* **Assignment**
Look for the string "clicks" in the listing below and copy every line in which it appears.

* **Records supplied**
Content starts
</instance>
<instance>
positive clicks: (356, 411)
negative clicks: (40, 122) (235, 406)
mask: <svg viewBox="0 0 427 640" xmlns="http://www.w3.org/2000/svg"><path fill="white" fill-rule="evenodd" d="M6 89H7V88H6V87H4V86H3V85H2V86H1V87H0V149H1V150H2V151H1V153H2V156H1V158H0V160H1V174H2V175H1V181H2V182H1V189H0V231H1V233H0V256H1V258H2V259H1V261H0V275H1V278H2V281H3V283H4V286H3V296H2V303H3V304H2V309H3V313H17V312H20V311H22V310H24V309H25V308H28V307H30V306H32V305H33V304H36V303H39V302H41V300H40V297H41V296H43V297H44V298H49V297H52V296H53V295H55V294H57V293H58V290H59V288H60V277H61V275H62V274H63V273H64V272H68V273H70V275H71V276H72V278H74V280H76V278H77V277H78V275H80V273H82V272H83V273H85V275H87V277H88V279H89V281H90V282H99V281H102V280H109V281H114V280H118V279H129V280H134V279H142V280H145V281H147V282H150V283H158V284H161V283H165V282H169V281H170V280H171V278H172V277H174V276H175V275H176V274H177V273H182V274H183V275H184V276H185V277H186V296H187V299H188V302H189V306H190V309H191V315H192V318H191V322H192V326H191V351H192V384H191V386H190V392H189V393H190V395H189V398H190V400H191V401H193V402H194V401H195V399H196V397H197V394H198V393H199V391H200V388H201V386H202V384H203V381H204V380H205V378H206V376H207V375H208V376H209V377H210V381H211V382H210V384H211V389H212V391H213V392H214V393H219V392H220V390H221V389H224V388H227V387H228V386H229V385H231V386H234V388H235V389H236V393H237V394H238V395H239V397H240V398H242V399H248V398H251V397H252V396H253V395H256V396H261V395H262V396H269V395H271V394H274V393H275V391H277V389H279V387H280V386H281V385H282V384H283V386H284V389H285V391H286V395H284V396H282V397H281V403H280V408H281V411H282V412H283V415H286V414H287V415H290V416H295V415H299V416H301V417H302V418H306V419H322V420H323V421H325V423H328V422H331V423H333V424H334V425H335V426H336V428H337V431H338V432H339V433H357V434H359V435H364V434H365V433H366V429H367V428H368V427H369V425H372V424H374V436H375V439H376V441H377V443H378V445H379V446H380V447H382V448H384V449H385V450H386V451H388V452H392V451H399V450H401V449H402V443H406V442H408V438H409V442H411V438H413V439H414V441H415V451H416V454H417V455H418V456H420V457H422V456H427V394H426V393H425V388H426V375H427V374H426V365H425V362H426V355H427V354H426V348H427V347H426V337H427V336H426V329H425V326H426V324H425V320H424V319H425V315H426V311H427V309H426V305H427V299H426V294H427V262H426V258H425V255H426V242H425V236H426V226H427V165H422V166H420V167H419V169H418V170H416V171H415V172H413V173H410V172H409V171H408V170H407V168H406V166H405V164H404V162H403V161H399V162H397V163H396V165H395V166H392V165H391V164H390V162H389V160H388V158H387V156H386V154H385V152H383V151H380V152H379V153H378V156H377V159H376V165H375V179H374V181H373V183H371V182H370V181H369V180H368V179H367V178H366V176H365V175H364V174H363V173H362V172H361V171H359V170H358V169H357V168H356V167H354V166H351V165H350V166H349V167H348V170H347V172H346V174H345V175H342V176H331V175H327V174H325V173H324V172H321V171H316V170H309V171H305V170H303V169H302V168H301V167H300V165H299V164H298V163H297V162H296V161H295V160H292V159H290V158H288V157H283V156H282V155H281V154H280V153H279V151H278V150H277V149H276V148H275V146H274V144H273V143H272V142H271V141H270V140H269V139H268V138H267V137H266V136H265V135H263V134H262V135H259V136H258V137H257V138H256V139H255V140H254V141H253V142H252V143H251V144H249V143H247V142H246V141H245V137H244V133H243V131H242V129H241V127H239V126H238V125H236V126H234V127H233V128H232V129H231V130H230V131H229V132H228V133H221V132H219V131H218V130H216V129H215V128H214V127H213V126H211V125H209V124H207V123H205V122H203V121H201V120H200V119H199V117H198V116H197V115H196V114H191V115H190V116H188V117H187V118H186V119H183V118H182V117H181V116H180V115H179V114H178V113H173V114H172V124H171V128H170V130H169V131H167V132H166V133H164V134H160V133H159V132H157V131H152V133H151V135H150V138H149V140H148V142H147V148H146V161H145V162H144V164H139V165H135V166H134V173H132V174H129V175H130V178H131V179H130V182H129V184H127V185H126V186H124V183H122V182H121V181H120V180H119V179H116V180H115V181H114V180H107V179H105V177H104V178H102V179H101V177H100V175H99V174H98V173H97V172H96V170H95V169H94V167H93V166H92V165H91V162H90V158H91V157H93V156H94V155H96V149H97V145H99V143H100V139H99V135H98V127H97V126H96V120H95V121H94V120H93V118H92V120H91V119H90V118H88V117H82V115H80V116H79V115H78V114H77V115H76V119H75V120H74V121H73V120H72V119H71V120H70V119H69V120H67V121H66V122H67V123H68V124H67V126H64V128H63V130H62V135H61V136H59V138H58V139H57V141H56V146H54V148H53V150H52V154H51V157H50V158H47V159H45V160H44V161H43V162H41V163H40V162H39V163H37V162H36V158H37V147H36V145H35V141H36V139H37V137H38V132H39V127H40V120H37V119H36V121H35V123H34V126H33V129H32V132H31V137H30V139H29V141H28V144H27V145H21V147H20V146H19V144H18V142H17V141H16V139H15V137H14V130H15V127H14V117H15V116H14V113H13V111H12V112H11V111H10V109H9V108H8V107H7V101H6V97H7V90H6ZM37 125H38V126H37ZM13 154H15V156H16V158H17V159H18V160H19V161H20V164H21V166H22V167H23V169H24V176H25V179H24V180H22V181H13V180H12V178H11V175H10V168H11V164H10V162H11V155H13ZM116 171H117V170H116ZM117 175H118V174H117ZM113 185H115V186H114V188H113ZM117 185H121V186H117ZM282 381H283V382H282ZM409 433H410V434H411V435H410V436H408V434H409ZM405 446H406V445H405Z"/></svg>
Content ends
Content starts
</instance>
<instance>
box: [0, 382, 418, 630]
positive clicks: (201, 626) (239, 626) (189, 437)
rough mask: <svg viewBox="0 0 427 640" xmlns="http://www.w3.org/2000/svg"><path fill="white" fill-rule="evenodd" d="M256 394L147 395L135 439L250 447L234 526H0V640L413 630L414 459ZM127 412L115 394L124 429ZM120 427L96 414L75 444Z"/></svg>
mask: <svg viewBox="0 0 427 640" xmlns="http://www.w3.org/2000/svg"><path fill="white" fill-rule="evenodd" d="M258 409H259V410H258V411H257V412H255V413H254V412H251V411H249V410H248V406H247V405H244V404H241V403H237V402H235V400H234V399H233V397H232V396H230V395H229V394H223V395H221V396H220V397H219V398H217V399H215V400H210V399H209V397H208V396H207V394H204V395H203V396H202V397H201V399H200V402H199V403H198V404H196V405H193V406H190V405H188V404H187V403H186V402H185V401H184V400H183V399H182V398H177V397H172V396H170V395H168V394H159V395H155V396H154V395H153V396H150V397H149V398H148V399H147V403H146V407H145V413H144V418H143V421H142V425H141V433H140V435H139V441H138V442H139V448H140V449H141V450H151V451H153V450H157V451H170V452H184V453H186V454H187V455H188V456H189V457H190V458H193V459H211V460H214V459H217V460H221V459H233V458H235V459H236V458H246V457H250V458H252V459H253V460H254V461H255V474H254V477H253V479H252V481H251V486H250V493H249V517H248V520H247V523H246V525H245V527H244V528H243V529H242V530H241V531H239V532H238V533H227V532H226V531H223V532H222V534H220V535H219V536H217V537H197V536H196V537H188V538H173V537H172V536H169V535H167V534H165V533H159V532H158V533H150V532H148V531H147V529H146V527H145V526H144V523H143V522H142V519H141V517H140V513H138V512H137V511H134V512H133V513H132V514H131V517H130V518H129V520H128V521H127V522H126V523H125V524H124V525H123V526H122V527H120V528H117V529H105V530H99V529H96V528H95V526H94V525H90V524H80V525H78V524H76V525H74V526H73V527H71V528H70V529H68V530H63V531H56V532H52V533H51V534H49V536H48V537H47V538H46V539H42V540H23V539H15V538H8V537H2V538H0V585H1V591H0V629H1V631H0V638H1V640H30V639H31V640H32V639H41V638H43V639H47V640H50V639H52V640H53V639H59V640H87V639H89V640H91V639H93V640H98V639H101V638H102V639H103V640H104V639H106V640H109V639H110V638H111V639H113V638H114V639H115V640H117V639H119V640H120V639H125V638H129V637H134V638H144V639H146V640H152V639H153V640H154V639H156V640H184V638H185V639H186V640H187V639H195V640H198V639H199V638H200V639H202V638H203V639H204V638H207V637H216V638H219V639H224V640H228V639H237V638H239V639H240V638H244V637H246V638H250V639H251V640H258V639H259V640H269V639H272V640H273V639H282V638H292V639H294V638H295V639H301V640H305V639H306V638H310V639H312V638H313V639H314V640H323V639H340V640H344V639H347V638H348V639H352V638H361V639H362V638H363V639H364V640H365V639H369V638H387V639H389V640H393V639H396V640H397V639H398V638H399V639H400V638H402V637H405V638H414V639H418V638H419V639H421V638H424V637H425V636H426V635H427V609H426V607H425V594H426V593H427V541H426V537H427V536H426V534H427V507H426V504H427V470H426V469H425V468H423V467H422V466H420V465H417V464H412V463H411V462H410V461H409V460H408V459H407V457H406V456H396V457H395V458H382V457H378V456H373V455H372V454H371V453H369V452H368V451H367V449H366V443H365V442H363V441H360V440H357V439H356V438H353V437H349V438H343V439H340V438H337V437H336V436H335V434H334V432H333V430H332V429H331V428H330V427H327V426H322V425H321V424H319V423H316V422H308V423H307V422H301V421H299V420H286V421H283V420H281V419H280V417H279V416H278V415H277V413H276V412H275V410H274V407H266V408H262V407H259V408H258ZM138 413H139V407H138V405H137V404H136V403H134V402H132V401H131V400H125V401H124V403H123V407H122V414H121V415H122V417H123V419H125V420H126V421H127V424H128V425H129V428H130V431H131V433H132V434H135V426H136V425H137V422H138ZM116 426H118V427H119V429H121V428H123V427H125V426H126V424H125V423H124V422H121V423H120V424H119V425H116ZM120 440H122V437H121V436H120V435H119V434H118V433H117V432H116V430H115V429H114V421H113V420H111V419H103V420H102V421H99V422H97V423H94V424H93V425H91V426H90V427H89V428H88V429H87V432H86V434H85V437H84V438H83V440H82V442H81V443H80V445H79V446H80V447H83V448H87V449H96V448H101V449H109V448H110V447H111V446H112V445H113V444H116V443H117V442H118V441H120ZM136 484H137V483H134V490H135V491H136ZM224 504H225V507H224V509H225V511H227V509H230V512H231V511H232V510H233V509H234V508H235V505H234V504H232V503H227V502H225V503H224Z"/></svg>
Content ends
Content starts
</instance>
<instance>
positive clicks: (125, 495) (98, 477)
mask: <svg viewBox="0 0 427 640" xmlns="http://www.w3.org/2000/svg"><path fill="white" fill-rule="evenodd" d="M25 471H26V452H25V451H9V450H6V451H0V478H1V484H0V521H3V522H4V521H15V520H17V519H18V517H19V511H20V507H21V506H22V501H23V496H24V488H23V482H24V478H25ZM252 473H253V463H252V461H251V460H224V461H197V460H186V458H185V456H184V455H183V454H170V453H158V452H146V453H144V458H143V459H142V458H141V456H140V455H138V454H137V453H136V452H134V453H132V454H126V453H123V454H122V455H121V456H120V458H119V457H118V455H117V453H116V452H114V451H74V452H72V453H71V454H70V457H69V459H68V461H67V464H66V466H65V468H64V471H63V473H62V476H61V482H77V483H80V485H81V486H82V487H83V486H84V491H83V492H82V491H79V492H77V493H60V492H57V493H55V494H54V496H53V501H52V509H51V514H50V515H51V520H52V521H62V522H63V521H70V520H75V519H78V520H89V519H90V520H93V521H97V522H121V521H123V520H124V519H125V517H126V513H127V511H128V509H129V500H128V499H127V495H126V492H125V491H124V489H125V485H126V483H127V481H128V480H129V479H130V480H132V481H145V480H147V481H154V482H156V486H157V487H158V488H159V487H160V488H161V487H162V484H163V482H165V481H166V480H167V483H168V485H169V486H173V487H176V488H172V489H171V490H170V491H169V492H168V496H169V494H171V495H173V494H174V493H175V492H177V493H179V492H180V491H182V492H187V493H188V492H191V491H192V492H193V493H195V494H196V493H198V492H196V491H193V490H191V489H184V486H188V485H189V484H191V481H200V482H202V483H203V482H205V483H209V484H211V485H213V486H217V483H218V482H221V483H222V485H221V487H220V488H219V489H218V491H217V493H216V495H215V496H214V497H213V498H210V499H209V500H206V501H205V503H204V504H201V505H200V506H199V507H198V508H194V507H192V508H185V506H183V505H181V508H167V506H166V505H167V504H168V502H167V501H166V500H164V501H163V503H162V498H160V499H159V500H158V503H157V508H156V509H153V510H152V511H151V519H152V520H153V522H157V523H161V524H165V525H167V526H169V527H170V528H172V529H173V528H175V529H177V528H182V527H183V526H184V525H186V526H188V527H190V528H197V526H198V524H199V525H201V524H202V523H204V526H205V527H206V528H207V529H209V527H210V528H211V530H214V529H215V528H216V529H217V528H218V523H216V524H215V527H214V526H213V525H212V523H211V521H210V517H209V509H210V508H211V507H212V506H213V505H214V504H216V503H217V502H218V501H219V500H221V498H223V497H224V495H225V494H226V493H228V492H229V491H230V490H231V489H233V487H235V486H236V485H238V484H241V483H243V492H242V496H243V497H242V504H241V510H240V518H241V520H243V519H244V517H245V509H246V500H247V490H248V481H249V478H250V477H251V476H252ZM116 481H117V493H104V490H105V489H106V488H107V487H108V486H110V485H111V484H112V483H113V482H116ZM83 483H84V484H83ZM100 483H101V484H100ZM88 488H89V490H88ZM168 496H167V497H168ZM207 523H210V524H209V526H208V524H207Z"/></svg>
Content ends
* **Exercise output**
positive clicks: (356, 411)
negative clicks: (40, 122) (235, 406)
positive clicks: (201, 626) (239, 626) (189, 437)
positive clicks: (125, 495) (98, 477)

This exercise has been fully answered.